Work instructions>
1 – In the post below about the war on birth control, which organization sued the Food and Drug Administration over Plan B?
2 – List the other pressing voting issues that the post below about the war on birth control names.

Reading text>
=== Begin Enclosure ===

Tuesday, October 31, 2006

the war on birth control

Back in July, I wrote a little post on the war against contraception. It was a reaction to the lawsuit brought on by the Center for Reproductive Rights against the Food and Drug Administration to force them to make Plan B (aka “emergency contraception) available over the counter for women of all ages. Even though Plan B has already been made available “behind the counter” without a prescription, it is not available to teens without a prescription. Teens have a much higher rate of unplanned pregnancy than adults.

I’m reposting because a war against all contraception is being waged and the time to fight back is next Tuesday at the polls. I understand that there are other pressing issues to think about when voting—illegal immigration, the war in Iraq, gas prices, gay marriage. But as a female voter, I am compelled to think about just how much power the government has over me and what I choose to do in the privacy of my bedroom.

=== End Enclosure ===

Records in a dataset
=== Begin Enclosure ===

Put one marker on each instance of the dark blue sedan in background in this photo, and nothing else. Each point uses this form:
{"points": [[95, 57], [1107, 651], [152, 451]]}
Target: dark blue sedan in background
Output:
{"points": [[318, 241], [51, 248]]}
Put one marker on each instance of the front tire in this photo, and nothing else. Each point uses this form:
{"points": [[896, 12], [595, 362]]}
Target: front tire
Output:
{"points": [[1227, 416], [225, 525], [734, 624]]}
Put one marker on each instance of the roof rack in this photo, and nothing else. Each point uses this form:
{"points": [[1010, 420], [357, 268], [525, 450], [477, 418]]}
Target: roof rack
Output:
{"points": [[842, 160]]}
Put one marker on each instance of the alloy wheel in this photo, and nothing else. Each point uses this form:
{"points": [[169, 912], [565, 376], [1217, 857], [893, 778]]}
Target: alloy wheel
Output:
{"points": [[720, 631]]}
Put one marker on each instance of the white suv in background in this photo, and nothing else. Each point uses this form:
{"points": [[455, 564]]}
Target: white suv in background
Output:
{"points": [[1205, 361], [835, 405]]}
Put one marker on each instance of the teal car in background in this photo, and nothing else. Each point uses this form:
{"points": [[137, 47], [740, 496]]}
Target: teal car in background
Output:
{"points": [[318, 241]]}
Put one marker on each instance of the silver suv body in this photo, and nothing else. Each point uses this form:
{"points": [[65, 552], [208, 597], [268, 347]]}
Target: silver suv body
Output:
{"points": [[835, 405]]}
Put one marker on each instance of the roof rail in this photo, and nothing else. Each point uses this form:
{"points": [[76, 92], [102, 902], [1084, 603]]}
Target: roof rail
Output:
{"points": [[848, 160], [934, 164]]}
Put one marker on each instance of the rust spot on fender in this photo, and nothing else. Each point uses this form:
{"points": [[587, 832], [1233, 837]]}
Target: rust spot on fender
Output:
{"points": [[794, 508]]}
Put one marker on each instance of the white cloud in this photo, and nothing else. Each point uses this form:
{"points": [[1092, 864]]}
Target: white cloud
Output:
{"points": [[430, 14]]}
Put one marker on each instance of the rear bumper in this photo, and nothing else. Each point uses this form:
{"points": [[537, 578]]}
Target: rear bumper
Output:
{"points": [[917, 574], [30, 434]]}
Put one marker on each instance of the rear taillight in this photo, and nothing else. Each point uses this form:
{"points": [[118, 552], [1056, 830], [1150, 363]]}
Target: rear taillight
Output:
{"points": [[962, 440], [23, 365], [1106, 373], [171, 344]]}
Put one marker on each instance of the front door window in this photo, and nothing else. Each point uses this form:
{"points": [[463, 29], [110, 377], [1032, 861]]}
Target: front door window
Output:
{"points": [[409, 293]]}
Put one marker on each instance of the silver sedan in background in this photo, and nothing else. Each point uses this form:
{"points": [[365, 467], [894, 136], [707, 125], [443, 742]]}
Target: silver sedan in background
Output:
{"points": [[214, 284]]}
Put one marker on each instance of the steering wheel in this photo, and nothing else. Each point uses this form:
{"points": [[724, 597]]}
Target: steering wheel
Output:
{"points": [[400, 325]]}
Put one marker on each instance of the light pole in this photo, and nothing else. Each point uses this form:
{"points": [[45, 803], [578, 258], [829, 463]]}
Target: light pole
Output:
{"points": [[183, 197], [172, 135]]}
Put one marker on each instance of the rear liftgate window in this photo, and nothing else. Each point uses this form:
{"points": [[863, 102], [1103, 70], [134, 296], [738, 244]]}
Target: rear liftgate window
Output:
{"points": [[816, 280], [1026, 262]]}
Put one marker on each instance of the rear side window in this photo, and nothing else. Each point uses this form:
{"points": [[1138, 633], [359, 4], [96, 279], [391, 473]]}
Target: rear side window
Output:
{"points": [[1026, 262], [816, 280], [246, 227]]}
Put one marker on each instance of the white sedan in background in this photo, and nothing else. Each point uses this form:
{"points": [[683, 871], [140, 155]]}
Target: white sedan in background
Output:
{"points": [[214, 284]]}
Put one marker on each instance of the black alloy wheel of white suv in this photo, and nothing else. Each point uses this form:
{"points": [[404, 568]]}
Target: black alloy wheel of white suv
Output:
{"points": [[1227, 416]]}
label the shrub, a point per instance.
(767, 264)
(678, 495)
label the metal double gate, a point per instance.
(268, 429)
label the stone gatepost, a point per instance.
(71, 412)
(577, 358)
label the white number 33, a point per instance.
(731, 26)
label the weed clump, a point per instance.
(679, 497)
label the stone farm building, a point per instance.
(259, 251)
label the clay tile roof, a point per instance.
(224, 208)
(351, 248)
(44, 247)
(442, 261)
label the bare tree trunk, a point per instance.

=== End Enclosure ===

Numbered responses>
1 – The Center for Reproductive Rights.

2 – Illegal immigration, the war in Iraq, gas prices, and gay marriage.